BEGIN Recorded information
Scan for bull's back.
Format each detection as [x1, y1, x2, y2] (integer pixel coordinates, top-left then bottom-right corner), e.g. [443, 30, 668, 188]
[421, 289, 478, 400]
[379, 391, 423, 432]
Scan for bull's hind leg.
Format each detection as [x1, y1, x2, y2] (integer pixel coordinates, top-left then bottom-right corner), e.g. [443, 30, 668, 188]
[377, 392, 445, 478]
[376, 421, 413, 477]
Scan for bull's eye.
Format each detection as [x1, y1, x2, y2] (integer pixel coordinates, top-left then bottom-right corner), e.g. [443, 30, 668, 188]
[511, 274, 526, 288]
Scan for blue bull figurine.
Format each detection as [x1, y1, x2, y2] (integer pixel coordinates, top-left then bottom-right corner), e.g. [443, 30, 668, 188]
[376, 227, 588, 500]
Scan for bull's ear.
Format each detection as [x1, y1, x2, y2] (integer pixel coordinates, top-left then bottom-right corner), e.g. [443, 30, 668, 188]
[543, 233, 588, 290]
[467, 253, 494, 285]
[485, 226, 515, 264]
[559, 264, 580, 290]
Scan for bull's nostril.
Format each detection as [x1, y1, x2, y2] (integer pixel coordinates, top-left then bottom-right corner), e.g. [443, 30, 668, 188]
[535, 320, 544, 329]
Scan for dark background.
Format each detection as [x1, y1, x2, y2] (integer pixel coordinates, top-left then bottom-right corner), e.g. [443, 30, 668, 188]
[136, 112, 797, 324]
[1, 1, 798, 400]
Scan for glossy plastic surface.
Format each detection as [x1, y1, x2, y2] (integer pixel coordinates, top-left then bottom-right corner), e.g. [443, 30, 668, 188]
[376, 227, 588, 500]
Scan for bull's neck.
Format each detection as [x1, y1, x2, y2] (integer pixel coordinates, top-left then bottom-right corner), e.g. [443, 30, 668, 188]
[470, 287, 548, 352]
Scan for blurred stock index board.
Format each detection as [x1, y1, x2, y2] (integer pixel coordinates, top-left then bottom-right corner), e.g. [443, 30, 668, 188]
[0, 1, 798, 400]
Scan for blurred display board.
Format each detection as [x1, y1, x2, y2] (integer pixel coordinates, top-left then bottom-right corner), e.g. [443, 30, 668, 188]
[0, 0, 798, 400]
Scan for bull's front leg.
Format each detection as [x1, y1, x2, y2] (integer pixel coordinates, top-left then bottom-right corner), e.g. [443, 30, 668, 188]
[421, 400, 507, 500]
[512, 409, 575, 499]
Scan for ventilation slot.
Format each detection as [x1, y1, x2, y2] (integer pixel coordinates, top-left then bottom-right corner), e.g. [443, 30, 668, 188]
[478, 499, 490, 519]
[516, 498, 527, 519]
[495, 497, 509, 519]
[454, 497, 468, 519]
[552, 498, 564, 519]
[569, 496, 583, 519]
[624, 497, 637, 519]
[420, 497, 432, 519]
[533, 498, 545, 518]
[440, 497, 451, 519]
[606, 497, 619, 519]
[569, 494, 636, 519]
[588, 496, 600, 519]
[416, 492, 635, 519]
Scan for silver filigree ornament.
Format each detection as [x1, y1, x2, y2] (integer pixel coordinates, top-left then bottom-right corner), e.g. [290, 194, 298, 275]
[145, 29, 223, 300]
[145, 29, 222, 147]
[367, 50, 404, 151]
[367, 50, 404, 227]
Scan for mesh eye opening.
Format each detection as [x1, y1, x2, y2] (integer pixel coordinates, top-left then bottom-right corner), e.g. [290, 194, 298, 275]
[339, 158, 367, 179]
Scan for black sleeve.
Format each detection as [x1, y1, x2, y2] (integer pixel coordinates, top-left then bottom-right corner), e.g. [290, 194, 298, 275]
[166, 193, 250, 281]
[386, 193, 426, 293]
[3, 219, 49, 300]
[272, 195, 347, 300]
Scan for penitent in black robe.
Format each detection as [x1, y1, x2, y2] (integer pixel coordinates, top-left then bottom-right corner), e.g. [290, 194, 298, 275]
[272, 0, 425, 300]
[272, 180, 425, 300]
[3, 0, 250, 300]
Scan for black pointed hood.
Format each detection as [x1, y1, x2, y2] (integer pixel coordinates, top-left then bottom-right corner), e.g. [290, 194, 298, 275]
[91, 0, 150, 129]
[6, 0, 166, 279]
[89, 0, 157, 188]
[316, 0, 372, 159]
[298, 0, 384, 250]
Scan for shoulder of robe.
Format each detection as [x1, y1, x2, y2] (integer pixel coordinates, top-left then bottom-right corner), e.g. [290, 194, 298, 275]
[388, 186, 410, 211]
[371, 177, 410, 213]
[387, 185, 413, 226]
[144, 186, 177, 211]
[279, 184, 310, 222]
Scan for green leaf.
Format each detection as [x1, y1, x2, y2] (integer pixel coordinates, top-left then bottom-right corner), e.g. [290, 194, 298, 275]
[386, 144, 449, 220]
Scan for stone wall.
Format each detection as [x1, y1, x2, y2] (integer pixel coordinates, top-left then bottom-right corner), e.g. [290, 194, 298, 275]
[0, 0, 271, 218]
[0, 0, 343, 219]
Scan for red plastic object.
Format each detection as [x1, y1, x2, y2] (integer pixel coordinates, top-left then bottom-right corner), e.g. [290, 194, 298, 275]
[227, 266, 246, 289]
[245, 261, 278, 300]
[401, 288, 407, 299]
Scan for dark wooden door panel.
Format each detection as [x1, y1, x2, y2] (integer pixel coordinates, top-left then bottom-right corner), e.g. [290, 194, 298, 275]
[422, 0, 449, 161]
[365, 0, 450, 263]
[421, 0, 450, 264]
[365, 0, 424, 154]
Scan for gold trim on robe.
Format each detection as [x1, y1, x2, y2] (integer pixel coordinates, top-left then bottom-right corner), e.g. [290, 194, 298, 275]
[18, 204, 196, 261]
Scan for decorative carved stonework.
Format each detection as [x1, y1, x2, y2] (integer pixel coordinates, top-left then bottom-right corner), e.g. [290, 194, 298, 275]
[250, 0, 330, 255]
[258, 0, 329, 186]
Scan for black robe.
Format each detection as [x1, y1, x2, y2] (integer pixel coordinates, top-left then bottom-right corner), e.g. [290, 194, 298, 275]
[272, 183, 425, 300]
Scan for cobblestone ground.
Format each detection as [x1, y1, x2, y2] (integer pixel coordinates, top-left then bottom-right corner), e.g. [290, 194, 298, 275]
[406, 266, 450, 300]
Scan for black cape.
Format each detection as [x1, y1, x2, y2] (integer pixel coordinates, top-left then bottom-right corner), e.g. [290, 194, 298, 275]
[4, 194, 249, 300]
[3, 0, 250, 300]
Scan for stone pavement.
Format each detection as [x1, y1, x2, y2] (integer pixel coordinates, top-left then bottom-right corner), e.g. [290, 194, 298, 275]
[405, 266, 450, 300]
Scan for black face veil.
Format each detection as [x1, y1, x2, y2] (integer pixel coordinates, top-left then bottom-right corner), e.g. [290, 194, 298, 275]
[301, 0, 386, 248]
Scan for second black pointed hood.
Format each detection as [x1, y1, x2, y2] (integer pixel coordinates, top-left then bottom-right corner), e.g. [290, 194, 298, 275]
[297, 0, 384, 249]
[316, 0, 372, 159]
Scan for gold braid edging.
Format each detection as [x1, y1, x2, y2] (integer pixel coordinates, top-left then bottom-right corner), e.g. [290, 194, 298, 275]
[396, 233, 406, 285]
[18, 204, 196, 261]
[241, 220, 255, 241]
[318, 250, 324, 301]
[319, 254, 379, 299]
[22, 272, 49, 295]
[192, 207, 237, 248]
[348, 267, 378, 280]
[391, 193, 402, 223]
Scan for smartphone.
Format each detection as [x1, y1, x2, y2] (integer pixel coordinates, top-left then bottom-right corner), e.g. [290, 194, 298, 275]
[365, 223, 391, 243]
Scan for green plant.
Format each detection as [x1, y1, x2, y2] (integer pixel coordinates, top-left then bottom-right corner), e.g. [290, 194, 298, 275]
END Recorded information
Retype only the stretch of lines above starting at the one with "Scan for glossy plastic surface." and stopping at the one with "Scan for bull's neck.", exactly as written, with both kept.

Scan for glossy plastic surface.
Format each detection as [x1, y1, x2, y2] (integer pixel coordinates, top-left then bottom-right corner), e.g. [443, 30, 668, 188]
[376, 227, 588, 500]
Scan for bull's neck.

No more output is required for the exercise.